A few weeks ago, I was waiting for a session of Christian Citizenship Seminar to start. We were holding the event at a church downtown but the door was still locked and they didn’t have any bench or place to sit, so I sat on the front steps of a church across the street. CCS is a youth event and we were in an informal session so I was neither dressed in formal office cloths or anything particularly clergy-esque or in the mode of theologian (no robe, collar, big cross, or theological tome nor theological hat). I sat on a church’s stairs to do a little work on my laptop—which though connected to Google is not particularly authoritative. While there, I heard two people in a fairly energetic but not necessarily angry argument coming down the sidewalk. Since I was sitting on the front steps of a church I apparently was imbued with a fair amount of authority and theological know-how. The two arguing people passing by came up to me and the young man asked—“Are God and Jesus the same thing?”

We have a sign on the fence next to our church yard saying something to the effect of enjoy the yard but don’t sue us if you trip. My experience on the stairs of the random church lends an entirely different layer of concern. Perhaps not only should our sign say—if you trip don’t sue us but it should say “You may sit on our stairs but don’t make definitive statements on theological, spiritual, or ethical matters on our behalf to passersby.”

This Sunday is Trinity Sunday. A Sunday dedicated to what many would say is one of the most significant and argued about theological points of the last two millennia. Mike Kuhn on the blog of the Institute for Middle East Studies of the Arab Baptist Theological Seminary in Beirut, Lebanon writes of the historic arguments about the divine nature of Jesus between Christians and Muslims noting, “Of course, Christians responded, attempting to defend the Trinity rationally and philosophically. The polemical interaction bears all the marks of “ivory tower theology” with its impenetrable terminology and arcane argumentation.” 

https://imes.blog/2017/06/08/getting-the-trinity-out-of-the-ivory-tower/#more-5563

So, this Sunday, before noon, we are going to attempt to make something of the Trinity which has often been characterized by “its impenetrable terminology and arcane argumentation.”
********************
### [Exercise brief]
In the Trinity Sunday text, where did the writer sit while waiting for the seminar session to start?

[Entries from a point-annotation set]
********************
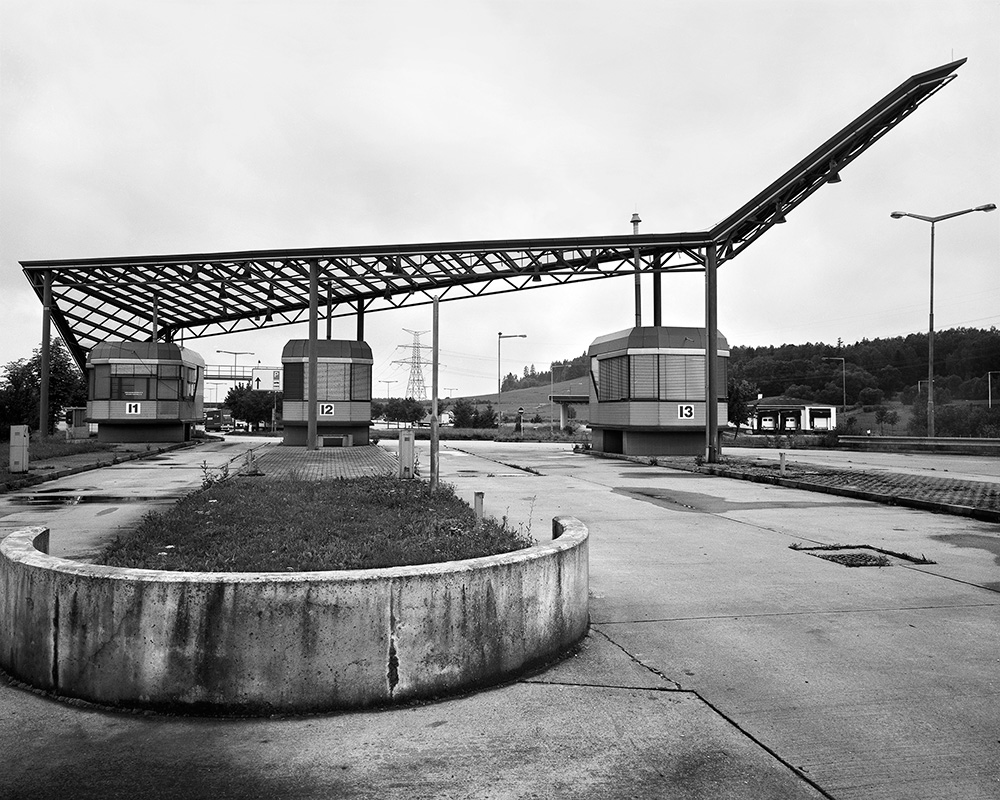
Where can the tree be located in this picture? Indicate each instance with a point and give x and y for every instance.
(487, 418)
(464, 413)
(870, 396)
(20, 388)
(409, 410)
(741, 397)
(250, 405)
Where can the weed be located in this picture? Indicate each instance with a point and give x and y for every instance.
(359, 523)
(210, 477)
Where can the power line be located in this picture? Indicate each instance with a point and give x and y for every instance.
(415, 387)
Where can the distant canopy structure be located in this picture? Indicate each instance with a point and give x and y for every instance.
(169, 297)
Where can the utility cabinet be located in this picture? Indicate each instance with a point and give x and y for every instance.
(18, 448)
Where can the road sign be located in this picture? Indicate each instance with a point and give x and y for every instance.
(266, 380)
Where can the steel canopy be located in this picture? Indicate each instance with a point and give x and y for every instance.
(204, 294)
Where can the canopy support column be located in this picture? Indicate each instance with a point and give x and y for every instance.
(711, 357)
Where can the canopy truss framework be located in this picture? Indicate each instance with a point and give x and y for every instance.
(205, 294)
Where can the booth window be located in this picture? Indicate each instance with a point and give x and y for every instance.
(614, 378)
(361, 382)
(643, 372)
(334, 381)
(661, 377)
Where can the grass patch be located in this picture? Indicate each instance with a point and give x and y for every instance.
(42, 448)
(299, 526)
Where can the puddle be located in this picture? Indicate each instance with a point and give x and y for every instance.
(705, 503)
(77, 499)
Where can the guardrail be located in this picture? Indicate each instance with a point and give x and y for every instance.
(922, 444)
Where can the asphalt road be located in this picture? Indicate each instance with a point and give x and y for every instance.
(941, 465)
(721, 663)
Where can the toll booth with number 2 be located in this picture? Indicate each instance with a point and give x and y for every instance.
(343, 392)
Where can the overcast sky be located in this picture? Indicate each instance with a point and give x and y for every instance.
(168, 126)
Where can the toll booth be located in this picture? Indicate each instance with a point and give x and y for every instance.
(76, 423)
(343, 392)
(647, 391)
(144, 391)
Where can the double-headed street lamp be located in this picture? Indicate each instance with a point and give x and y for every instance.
(501, 336)
(930, 336)
(843, 365)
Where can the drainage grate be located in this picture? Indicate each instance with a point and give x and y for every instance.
(861, 555)
(856, 559)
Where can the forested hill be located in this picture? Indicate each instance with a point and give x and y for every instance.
(564, 370)
(962, 359)
(884, 367)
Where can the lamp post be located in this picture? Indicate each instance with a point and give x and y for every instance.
(843, 364)
(552, 378)
(501, 336)
(930, 326)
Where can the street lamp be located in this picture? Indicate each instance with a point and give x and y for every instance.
(930, 327)
(501, 336)
(843, 363)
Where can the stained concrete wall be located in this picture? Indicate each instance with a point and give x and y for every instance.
(262, 643)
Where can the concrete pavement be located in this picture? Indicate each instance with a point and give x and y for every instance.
(87, 507)
(720, 663)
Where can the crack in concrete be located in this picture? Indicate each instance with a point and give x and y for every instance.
(809, 612)
(655, 671)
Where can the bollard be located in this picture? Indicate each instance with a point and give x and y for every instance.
(407, 454)
(477, 505)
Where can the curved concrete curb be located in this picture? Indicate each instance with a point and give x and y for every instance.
(264, 643)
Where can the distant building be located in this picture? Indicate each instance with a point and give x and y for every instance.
(790, 415)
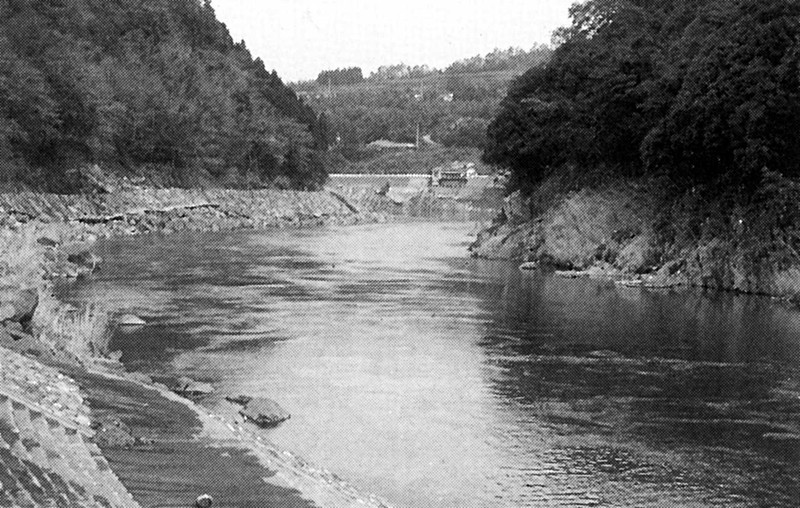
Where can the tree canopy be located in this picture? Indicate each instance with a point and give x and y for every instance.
(701, 91)
(144, 85)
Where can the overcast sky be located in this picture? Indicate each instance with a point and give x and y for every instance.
(299, 38)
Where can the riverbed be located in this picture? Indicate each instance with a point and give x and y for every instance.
(437, 380)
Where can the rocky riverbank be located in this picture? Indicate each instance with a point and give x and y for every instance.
(43, 340)
(610, 233)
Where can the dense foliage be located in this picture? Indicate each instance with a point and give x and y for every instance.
(149, 86)
(451, 107)
(703, 92)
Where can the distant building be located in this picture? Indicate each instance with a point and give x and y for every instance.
(454, 176)
(385, 145)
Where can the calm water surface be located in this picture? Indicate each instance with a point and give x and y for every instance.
(435, 380)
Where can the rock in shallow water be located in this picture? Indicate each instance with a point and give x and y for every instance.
(264, 412)
(131, 320)
(187, 387)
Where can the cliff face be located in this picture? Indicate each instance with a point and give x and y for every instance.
(46, 457)
(610, 233)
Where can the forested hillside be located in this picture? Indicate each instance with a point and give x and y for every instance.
(451, 107)
(155, 88)
(704, 93)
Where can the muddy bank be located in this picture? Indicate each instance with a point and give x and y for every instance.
(609, 233)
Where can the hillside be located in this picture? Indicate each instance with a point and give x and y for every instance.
(676, 162)
(154, 88)
(451, 107)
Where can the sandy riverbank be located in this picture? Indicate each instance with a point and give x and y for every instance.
(43, 237)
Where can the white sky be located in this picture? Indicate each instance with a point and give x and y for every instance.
(299, 38)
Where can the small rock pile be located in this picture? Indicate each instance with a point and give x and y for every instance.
(29, 380)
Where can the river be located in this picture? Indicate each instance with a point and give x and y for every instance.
(436, 380)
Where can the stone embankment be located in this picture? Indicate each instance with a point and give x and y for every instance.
(46, 454)
(49, 454)
(168, 210)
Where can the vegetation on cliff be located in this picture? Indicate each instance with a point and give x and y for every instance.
(704, 93)
(689, 108)
(154, 87)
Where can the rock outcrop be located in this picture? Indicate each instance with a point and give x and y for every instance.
(46, 456)
(264, 412)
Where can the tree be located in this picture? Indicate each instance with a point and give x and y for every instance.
(699, 91)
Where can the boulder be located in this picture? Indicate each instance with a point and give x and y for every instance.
(187, 387)
(112, 433)
(241, 400)
(264, 412)
(18, 304)
(130, 320)
(48, 241)
(204, 501)
(85, 259)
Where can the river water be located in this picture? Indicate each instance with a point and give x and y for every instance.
(436, 380)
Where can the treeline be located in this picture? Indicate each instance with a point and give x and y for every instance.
(706, 94)
(503, 60)
(148, 87)
(452, 108)
(347, 76)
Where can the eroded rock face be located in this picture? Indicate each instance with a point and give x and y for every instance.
(18, 305)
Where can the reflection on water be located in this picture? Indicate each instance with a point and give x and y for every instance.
(437, 380)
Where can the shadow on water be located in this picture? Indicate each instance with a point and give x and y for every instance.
(698, 392)
(438, 380)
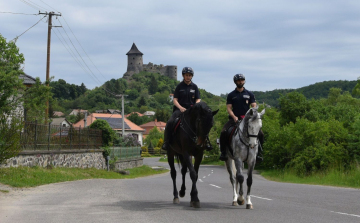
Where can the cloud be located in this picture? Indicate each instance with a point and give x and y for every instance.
(276, 44)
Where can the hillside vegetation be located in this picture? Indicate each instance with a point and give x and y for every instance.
(147, 92)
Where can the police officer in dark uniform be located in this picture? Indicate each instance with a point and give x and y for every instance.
(186, 95)
(237, 104)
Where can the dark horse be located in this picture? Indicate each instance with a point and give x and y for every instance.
(190, 140)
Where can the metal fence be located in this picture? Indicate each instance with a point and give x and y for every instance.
(53, 137)
(122, 153)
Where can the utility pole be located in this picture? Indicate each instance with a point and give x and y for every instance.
(122, 113)
(50, 14)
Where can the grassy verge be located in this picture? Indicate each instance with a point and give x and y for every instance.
(35, 176)
(334, 177)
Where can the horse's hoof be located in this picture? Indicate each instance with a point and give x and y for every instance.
(182, 193)
(241, 202)
(195, 204)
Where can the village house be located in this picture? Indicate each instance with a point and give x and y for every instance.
(115, 122)
(76, 111)
(150, 125)
(60, 122)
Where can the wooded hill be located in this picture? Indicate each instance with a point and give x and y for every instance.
(146, 92)
(313, 91)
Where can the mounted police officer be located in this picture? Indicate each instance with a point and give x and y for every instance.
(185, 96)
(237, 104)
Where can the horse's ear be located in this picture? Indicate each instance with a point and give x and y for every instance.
(262, 113)
(215, 112)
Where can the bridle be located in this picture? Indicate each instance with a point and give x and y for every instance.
(248, 136)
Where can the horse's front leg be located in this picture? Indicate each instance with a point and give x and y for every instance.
(173, 177)
(195, 202)
(251, 166)
(229, 167)
(240, 180)
(183, 173)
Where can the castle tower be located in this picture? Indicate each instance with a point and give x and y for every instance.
(135, 61)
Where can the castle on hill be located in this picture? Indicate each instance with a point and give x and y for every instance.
(135, 65)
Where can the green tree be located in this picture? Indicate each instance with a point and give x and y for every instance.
(356, 89)
(154, 136)
(292, 106)
(142, 101)
(35, 99)
(11, 88)
(153, 86)
(108, 134)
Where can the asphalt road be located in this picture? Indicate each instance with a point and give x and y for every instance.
(149, 199)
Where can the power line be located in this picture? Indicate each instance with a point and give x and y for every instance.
(18, 13)
(83, 48)
(49, 6)
(27, 29)
(71, 52)
(37, 5)
(32, 6)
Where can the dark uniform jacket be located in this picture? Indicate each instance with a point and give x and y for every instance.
(186, 94)
(240, 101)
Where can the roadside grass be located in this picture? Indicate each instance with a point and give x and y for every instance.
(35, 176)
(337, 177)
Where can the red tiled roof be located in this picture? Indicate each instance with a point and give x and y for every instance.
(92, 117)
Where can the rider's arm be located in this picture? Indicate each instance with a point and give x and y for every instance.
(176, 103)
(231, 113)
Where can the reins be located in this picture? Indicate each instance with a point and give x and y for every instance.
(242, 140)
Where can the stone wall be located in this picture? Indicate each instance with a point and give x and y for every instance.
(59, 158)
(130, 163)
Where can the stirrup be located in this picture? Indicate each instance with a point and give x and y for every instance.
(223, 157)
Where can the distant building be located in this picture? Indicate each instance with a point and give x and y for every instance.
(149, 113)
(115, 122)
(109, 111)
(76, 111)
(60, 122)
(150, 125)
(139, 114)
(135, 65)
(58, 114)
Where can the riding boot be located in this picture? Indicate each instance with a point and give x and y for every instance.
(223, 155)
(259, 157)
(167, 137)
(208, 146)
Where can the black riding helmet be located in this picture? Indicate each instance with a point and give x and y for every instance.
(187, 70)
(239, 77)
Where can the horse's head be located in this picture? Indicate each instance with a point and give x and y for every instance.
(203, 121)
(254, 124)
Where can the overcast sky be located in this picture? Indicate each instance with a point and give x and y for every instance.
(276, 44)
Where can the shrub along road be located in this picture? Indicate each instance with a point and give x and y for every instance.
(149, 199)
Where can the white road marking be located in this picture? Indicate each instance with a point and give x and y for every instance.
(261, 198)
(346, 214)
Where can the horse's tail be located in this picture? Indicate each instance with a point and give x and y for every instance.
(178, 160)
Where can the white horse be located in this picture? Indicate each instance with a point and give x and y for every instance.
(244, 145)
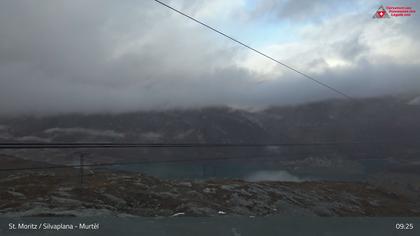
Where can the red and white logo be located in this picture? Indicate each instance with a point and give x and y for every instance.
(381, 13)
(393, 11)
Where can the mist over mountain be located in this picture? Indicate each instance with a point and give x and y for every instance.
(364, 120)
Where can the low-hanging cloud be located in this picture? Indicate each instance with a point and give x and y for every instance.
(96, 56)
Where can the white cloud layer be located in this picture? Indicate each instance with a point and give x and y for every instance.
(94, 56)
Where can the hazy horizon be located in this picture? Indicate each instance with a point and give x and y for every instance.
(106, 56)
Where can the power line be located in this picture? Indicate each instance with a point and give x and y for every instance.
(257, 51)
(185, 145)
(151, 161)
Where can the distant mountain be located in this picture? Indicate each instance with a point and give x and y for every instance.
(372, 119)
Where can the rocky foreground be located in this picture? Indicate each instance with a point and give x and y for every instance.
(126, 194)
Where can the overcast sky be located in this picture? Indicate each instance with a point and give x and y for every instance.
(107, 55)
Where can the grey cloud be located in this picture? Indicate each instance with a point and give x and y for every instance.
(95, 56)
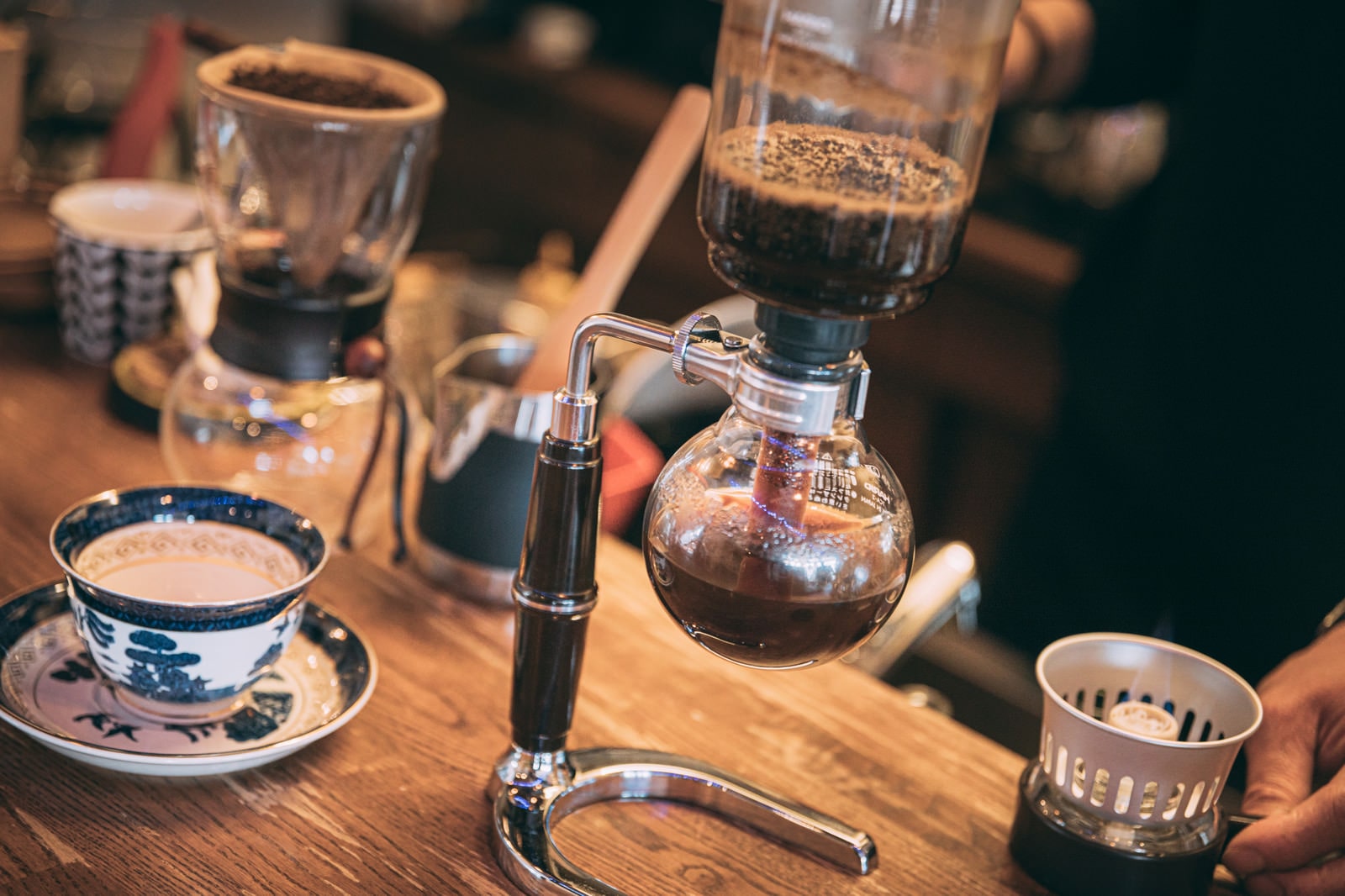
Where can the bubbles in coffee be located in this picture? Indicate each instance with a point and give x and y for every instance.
(810, 595)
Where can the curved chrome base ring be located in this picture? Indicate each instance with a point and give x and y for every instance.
(525, 814)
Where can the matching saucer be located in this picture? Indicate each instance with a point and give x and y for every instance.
(51, 692)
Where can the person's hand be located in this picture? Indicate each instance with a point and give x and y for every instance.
(1301, 741)
(1048, 51)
********************
### [Solution for this task]
On the front steps of a church across the street.